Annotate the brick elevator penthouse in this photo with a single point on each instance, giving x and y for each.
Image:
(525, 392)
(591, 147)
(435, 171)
--
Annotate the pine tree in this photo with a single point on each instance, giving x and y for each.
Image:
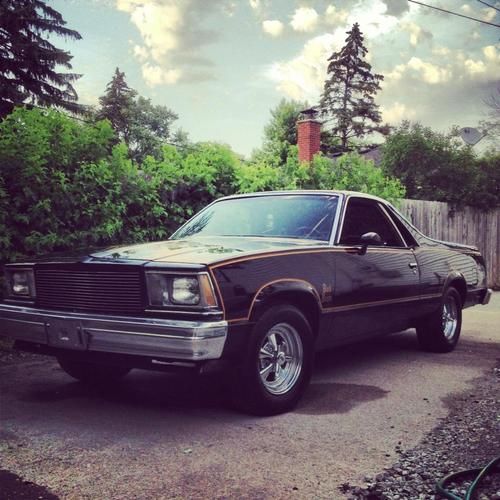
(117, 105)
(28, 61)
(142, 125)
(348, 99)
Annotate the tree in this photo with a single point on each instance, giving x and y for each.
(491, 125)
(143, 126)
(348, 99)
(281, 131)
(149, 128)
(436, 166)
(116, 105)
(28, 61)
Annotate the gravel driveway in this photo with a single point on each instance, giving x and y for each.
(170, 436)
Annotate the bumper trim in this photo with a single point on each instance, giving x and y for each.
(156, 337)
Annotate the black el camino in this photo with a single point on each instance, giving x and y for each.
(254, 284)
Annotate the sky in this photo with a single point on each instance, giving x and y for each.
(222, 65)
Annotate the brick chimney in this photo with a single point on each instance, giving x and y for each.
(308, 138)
...
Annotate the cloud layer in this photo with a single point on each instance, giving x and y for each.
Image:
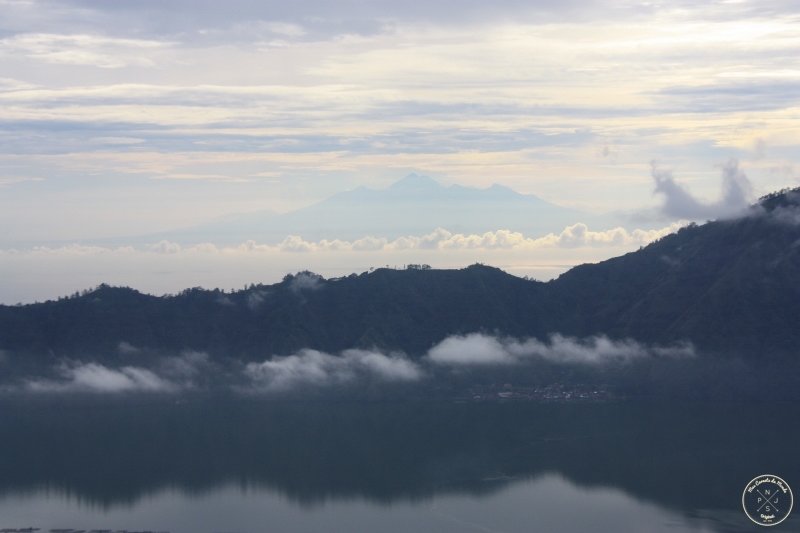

# [EXERCISE AIM]
List every line of the records above that contains the word "brick", and copy each of those lines in full.

# [CORRECT RESULT]
Annotate the brick elevator penthouse in this photo with a single point on each instance, giving x and y for each.
Annotate the brick chimney in this photo with a single point on each instance, giving x and y for each.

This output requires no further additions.